◆ **WORK ITEM**
Using the listing below, retype exactly the lines starting at the one with "positive clicks: (102, 199) (102, 203)" and ending at the one with "box: [1, 219, 114, 232]", and include both.

◆ **ENTRIES SUPPLIED**

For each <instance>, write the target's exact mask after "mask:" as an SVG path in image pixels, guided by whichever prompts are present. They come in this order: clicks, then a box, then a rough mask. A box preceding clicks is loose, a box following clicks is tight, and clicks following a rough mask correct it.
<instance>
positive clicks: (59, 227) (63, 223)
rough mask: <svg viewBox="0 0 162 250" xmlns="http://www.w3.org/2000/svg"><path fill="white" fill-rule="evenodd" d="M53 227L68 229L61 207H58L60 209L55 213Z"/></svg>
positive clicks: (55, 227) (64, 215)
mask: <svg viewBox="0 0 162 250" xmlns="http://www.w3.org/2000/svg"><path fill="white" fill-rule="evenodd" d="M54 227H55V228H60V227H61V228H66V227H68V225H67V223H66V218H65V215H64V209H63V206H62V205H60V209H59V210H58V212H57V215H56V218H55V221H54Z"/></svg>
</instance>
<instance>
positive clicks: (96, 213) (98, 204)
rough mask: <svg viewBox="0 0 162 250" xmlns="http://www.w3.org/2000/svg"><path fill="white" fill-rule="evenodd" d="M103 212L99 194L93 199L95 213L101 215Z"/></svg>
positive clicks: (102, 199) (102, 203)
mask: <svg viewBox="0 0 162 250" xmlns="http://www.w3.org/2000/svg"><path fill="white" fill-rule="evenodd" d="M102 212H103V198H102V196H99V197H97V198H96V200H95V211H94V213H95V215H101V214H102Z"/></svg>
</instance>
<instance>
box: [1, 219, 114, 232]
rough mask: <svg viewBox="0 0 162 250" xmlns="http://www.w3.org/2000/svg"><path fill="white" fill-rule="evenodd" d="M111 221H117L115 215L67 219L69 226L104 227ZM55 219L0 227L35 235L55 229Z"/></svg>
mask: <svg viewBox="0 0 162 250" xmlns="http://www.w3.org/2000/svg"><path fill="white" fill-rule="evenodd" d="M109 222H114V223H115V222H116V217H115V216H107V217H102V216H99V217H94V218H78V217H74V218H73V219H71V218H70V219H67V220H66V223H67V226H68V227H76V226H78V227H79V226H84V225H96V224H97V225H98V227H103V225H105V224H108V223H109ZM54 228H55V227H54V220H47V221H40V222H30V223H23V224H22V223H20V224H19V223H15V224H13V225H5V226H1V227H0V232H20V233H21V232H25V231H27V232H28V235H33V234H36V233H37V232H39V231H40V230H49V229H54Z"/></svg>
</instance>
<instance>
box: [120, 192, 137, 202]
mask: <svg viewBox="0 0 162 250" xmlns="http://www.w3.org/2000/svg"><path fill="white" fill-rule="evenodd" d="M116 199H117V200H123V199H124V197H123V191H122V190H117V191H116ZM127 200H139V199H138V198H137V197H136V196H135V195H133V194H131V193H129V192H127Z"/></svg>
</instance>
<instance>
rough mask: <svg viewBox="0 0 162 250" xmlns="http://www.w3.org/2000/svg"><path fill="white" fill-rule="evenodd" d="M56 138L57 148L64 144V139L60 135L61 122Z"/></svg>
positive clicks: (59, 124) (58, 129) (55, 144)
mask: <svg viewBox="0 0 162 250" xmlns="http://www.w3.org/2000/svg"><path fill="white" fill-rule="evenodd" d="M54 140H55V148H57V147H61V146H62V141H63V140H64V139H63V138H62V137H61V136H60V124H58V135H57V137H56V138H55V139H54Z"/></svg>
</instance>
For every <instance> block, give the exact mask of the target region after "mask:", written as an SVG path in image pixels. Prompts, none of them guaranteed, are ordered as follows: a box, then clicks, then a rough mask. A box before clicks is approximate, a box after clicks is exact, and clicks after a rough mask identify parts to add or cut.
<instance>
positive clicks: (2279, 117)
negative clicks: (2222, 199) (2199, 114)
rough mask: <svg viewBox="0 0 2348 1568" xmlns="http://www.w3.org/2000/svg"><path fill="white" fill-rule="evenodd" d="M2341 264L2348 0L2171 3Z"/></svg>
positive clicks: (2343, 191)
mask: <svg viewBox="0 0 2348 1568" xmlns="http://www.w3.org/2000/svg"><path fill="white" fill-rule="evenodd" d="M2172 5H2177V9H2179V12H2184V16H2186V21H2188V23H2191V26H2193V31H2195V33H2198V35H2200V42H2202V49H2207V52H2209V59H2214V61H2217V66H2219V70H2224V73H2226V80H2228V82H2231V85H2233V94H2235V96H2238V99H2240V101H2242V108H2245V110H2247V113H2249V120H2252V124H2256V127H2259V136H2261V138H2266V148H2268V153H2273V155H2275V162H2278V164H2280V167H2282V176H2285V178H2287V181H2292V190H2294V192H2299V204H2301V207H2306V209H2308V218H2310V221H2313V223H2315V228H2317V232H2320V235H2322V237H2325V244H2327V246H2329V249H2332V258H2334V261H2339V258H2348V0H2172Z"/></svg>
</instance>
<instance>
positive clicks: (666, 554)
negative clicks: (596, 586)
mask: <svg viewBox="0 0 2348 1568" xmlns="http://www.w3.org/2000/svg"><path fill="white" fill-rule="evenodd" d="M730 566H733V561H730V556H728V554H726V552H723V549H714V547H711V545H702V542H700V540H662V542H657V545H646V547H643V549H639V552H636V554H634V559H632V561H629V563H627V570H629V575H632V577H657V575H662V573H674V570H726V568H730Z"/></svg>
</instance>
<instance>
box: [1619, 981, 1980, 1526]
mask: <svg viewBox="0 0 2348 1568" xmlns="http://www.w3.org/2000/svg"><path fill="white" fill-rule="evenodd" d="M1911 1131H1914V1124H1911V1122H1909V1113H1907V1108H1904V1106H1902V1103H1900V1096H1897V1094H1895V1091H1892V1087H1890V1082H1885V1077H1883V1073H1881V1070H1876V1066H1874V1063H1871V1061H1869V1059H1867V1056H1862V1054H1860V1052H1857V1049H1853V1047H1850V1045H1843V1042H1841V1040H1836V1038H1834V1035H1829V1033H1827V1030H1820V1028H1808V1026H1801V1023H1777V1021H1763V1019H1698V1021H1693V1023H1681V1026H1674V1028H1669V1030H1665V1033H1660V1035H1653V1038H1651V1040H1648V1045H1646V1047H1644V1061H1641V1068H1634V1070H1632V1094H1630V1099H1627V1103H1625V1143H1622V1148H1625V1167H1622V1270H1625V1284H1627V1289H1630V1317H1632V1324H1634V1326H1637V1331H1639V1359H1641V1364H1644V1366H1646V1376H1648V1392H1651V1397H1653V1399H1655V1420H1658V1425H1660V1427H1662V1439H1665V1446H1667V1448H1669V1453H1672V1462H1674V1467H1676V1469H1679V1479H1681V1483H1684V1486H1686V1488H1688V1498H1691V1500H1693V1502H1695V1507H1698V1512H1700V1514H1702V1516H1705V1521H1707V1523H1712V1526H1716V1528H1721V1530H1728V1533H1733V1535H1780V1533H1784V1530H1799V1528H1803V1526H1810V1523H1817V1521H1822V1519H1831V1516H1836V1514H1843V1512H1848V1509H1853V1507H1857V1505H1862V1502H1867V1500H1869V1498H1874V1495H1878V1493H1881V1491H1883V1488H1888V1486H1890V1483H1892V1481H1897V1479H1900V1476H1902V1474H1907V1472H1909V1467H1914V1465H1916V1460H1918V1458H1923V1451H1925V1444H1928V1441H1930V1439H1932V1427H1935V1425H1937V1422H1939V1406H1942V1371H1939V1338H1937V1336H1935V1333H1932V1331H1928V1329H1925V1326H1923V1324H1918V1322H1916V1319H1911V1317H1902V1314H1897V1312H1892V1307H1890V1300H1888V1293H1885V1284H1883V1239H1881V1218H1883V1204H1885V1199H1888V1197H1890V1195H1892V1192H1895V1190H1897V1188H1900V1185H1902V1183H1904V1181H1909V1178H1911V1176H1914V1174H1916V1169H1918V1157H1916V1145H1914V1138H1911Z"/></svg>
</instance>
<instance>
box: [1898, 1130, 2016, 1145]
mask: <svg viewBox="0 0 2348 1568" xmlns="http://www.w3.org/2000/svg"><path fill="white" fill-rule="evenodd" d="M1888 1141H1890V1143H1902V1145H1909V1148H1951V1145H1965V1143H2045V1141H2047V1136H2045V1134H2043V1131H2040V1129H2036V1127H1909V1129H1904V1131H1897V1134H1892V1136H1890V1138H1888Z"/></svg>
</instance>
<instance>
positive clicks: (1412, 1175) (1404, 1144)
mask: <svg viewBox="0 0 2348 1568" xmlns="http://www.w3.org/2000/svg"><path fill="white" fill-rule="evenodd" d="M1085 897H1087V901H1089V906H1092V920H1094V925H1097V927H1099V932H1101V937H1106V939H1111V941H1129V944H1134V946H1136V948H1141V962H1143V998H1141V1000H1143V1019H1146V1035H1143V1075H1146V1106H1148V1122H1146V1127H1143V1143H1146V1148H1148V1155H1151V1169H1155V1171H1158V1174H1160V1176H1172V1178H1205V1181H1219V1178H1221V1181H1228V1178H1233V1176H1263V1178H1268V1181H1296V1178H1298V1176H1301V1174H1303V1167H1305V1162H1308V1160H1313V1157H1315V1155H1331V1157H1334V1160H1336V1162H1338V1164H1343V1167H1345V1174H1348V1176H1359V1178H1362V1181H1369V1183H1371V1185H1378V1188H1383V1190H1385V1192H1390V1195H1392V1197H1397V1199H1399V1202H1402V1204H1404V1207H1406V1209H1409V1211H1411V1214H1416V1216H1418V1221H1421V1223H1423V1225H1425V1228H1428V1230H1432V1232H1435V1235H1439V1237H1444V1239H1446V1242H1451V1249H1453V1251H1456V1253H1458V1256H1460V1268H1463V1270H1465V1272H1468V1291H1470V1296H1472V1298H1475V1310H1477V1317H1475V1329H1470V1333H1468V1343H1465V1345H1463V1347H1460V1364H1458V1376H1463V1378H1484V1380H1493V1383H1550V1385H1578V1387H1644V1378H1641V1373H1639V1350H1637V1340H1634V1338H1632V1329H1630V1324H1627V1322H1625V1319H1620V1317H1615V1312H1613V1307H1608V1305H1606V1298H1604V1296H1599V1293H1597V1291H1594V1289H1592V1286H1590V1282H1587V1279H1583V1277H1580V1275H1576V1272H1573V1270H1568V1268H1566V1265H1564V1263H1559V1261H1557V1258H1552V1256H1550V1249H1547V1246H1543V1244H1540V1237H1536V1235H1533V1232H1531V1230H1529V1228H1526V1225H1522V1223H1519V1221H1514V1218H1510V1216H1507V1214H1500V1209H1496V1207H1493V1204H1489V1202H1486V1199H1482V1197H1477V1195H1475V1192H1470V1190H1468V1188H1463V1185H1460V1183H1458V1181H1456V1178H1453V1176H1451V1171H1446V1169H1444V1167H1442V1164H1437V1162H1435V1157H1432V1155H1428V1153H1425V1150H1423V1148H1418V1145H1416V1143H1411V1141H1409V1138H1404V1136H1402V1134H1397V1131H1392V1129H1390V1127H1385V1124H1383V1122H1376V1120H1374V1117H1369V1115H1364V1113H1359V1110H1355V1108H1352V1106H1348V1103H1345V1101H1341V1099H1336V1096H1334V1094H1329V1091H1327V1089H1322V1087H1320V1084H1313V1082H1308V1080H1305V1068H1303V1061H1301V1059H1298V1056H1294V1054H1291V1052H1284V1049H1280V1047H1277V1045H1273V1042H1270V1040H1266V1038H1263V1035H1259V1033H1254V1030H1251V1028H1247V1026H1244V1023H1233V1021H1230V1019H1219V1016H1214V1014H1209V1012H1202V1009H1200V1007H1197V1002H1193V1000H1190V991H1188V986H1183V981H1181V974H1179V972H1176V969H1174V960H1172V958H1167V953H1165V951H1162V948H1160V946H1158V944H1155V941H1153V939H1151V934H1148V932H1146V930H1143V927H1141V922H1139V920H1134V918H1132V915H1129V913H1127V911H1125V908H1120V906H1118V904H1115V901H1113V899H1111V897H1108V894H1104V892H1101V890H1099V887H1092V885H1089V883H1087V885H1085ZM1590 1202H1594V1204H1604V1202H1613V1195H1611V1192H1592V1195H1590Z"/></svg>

◆ **EXERCISE OUTPUT**
positive clicks: (102, 199) (102, 203)
mask: <svg viewBox="0 0 162 250" xmlns="http://www.w3.org/2000/svg"><path fill="white" fill-rule="evenodd" d="M102 212H103V198H102V196H99V197H97V198H96V200H95V211H94V213H95V215H101V214H102Z"/></svg>
</instance>
<instance>
box: [1, 219, 114, 232]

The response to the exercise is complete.